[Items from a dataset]
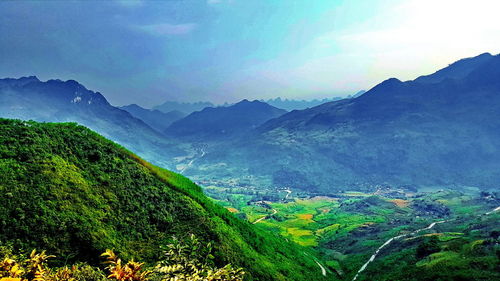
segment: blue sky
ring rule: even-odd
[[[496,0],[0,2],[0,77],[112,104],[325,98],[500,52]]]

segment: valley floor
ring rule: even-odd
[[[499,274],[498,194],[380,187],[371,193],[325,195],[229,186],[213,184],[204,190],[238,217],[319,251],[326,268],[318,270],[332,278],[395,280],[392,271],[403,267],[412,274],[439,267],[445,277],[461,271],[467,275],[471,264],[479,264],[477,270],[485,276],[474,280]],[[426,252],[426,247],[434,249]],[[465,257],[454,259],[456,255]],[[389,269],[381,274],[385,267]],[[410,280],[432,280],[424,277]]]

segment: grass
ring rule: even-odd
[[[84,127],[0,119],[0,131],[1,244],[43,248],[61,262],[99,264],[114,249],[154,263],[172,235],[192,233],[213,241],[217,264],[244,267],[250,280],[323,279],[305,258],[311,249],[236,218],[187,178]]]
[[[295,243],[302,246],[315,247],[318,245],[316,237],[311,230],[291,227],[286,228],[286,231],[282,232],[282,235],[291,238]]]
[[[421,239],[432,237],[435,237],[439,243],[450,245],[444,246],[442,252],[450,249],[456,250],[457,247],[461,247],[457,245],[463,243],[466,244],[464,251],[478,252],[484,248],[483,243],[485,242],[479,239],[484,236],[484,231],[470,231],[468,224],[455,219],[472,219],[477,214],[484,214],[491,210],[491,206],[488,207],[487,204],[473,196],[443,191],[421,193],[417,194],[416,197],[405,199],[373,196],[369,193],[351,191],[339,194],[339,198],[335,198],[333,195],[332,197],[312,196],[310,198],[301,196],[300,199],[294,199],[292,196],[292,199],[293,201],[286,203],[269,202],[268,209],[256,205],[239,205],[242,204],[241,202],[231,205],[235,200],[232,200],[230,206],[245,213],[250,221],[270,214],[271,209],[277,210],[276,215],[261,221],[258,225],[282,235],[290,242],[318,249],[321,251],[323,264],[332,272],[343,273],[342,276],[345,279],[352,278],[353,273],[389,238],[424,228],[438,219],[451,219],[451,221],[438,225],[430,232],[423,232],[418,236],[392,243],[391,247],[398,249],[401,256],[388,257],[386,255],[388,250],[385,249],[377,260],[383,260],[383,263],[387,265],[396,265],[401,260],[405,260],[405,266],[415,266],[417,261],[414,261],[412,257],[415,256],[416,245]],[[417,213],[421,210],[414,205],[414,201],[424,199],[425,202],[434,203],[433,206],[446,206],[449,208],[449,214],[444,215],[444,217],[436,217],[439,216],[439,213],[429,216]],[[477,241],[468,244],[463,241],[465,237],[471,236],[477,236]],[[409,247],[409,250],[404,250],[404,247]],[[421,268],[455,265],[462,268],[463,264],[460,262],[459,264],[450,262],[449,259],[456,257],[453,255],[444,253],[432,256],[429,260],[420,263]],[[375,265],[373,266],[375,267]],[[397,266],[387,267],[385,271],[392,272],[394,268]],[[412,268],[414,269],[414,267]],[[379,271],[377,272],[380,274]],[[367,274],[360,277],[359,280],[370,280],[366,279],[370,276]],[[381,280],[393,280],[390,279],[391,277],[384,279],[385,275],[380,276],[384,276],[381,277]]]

# YOUR GOAL:
Set down all of the entries exactly as they appear, but keep the images out.

# SOLVED PROBLEM:
segment: blue sky
ring rule: even-odd
[[[496,0],[0,2],[0,77],[112,104],[325,98],[500,52]]]

segment: valley floor
ring rule: even-odd
[[[499,274],[498,194],[380,187],[371,193],[325,195],[229,186],[213,184],[204,190],[238,217],[319,251],[326,268],[318,270],[332,278],[395,280],[392,271],[403,267],[412,274],[439,267],[445,277],[461,271],[467,275],[471,264],[479,264],[477,270],[485,276],[474,280]],[[426,252],[426,247],[434,249]],[[465,257],[454,259],[456,255]],[[389,269],[381,274],[385,267]],[[410,280],[432,280],[424,277]]]

segment: grass
ring rule: even-odd
[[[84,127],[0,119],[0,131],[1,244],[43,248],[61,262],[99,264],[114,249],[154,263],[172,235],[192,233],[213,241],[217,264],[244,267],[250,280],[323,279],[305,258],[311,249],[236,218],[187,178]]]
[[[295,243],[302,246],[315,247],[318,245],[316,237],[311,230],[291,227],[286,228],[286,231],[282,232],[282,235],[291,238]]]
[[[421,239],[432,237],[435,237],[439,243],[450,245],[444,246],[442,252],[450,249],[456,250],[457,247],[461,247],[457,245],[463,243],[466,244],[464,251],[478,252],[484,248],[483,243],[485,242],[479,239],[484,236],[484,231],[470,231],[468,224],[455,219],[472,219],[477,214],[484,214],[491,210],[491,206],[488,207],[487,204],[473,196],[443,191],[421,193],[417,194],[416,197],[405,199],[373,196],[369,193],[351,191],[339,194],[339,198],[335,198],[333,195],[332,197],[312,196],[310,198],[301,196],[300,199],[294,199],[292,196],[292,199],[293,201],[286,203],[269,202],[268,209],[256,205],[239,205],[242,204],[241,202],[231,205],[235,200],[232,200],[230,206],[245,213],[250,221],[270,214],[271,209],[277,210],[276,215],[261,221],[258,225],[282,235],[290,242],[318,249],[321,251],[323,264],[332,272],[343,273],[342,276],[345,279],[352,278],[353,273],[389,238],[424,228],[438,219],[451,219],[451,221],[438,225],[430,232],[423,232],[418,236],[392,243],[391,247],[398,249],[401,256],[388,257],[386,255],[388,250],[385,249],[377,260],[383,260],[383,263],[387,265],[396,265],[401,260],[405,260],[405,266],[415,266],[417,261],[414,261],[412,257],[415,256],[416,245]],[[417,213],[421,210],[414,205],[414,201],[424,199],[425,202],[434,203],[433,206],[446,206],[449,208],[449,214],[444,215],[444,217],[436,217],[439,216],[439,213],[429,216]],[[477,241],[468,244],[463,241],[465,237],[471,236],[477,236]],[[409,247],[409,250],[404,250],[404,247]],[[421,268],[455,265],[462,268],[463,264],[460,262],[459,264],[450,262],[449,259],[456,257],[453,255],[444,253],[432,256],[429,260],[420,263]],[[375,265],[373,266],[375,267]],[[397,266],[387,267],[385,271],[392,272],[394,268]],[[412,268],[414,269],[414,267]],[[379,271],[377,272],[380,274]],[[367,274],[360,277],[359,280],[370,280],[366,279],[370,276]],[[381,280],[393,280],[390,279],[391,277],[384,279],[385,275],[380,276],[384,276],[381,277]]]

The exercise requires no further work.